[Collected data]
-----

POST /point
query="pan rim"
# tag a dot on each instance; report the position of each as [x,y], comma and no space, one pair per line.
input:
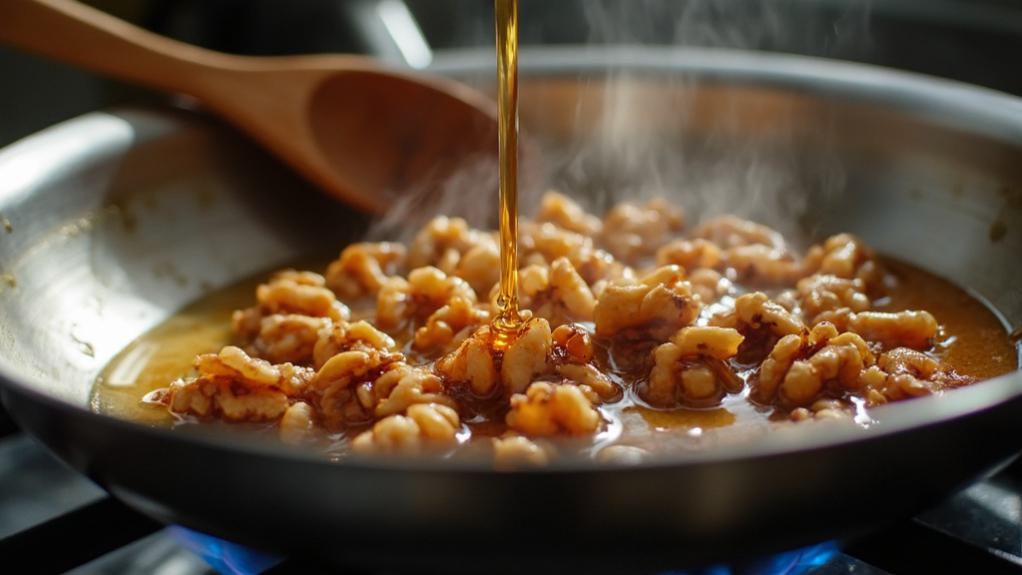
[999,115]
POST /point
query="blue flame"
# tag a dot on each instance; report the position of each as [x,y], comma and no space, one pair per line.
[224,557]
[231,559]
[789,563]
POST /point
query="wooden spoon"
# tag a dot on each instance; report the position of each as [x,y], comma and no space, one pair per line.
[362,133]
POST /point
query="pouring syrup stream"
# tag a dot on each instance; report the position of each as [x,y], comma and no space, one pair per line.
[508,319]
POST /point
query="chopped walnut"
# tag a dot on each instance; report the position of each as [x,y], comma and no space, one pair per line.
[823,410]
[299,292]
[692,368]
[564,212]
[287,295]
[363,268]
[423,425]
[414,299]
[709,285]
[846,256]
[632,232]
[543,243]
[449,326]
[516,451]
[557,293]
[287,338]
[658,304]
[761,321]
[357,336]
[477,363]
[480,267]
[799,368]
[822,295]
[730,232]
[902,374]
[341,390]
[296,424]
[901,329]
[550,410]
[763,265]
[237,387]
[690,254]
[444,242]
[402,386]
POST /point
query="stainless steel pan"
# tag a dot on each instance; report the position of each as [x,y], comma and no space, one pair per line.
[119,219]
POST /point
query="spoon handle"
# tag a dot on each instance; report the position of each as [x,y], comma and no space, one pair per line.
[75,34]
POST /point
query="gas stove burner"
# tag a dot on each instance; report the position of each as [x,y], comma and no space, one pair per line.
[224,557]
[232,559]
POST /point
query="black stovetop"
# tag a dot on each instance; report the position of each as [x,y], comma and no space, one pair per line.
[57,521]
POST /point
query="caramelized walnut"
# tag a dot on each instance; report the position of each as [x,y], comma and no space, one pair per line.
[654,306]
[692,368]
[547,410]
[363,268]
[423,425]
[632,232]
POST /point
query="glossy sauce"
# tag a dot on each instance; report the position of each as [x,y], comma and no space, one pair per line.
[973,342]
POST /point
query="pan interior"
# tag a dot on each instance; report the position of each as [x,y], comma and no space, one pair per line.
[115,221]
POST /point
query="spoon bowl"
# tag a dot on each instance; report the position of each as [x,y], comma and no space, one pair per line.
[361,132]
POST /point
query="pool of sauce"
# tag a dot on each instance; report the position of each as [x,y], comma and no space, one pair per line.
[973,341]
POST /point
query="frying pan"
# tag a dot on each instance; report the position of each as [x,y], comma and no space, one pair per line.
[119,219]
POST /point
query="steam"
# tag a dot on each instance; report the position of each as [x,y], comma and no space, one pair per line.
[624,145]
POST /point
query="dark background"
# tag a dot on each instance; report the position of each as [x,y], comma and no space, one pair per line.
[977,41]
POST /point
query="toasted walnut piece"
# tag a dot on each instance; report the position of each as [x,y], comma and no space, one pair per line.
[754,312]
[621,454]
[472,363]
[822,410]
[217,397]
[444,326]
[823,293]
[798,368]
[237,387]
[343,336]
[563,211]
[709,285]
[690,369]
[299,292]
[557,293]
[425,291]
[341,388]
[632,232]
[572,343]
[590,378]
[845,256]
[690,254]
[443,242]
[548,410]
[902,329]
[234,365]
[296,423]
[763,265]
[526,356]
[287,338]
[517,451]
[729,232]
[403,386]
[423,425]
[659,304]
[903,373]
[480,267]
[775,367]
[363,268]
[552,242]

-----

Challenge
Write every entry out again exactly, dropping the pictures.

Result for this exercise
POST /point
query="pan rim"
# tag a dot on each instance; report the position of each as [x,y], comma and no space, one pair per line.
input:
[999,115]
POST /point
query="blue flame"
# tag a dot on each instance; report the position of each as [x,y], comma and no space, one pair per line.
[224,557]
[231,559]
[789,563]
POST /point
query="wooden spoon"
# tag a dot on each instance; report the position of each as [x,y], comma and no space, one pair per line.
[362,133]
POST /point
query="pouring syrup stream"
# tag a dot on each instance; report the position of each as [x,y], comma and no space, one pair per line.
[508,319]
POST /point
query="chopped walnut"
# tag a dot on each instance; report the position of each as [x,y], comma and no space, one pair per line.
[823,410]
[299,292]
[692,368]
[564,212]
[287,295]
[363,268]
[423,425]
[414,299]
[709,285]
[846,256]
[632,232]
[543,243]
[449,326]
[516,451]
[557,293]
[287,338]
[658,304]
[761,321]
[357,336]
[477,363]
[480,267]
[799,368]
[822,295]
[730,232]
[902,374]
[341,390]
[296,424]
[901,329]
[550,410]
[763,265]
[237,387]
[690,254]
[444,242]
[402,386]
POST /point
query="stainless steel pan"
# tag a dot on each instance; report the position of each as [x,y], comma and no space, one pair per line.
[119,219]
POST /point
query="spoon handle"
# tag a dot on each instance; report the position of each as [x,y], comma and no space, one pair per line.
[75,34]
POST /point
query="gas stove burner"
# tag a dot on each instance; report the position of each as [x,y], comma and no space, one pair per line.
[224,557]
[232,559]
POST /point
query="black stovetop"
# tag a dot on each instance; report the position of each as [x,y], comma and no space, one pair per line.
[57,521]
POST /point
query="caramelized walnut"
# tag a dot on each instance; report the position of each as [x,y], comma and no space, one pair per line.
[654,306]
[692,368]
[547,410]
[363,268]
[423,425]
[632,232]
POST /point
query="glossy sauce"
# tag a dot on each instance; report the position of each as [x,y], comma and no space, one pair per line.
[973,342]
POST /point
query="pan interior"
# tag a dot on each instance; report the position of each as [x,y], comma and no space, one pair per line.
[115,221]
POST /point
query="spoon bowl"
# tag a dot on each instance; report the position of each as [x,y], comma and no space, one pair per line.
[361,132]
POST /point
query="pool of sauce"
# tag a dot on each instance; report the position of each as [x,y], comma and no space, one pair per line.
[973,341]
POST /point
query="frying pan"
# tag a dot on each instance; report the position of each as [x,y], comma and no space, one pair per line.
[119,219]
POST /point
query="steam"
# tag a dot on each instance; report the position of each as [x,y], comma and no space, one pair per line.
[624,145]
POST /point
query="dark background"
# tag a dot on each instance; report the position of each as [x,y], comma and no space, one pair per line.
[977,41]
POST /point
query="toasted walnut piece"
# tag a dot on each instance; report the position of each as [x,y], comma and no space, one pair per line.
[754,312]
[621,454]
[472,363]
[822,410]
[217,397]
[444,326]
[823,293]
[798,368]
[237,387]
[343,336]
[563,211]
[709,285]
[690,369]
[299,292]
[557,293]
[425,291]
[341,388]
[632,232]
[572,343]
[590,378]
[845,256]
[690,254]
[443,242]
[548,410]
[902,329]
[234,365]
[296,423]
[763,265]
[526,356]
[287,338]
[517,451]
[729,232]
[403,386]
[423,425]
[659,304]
[903,373]
[480,267]
[775,367]
[363,268]
[552,242]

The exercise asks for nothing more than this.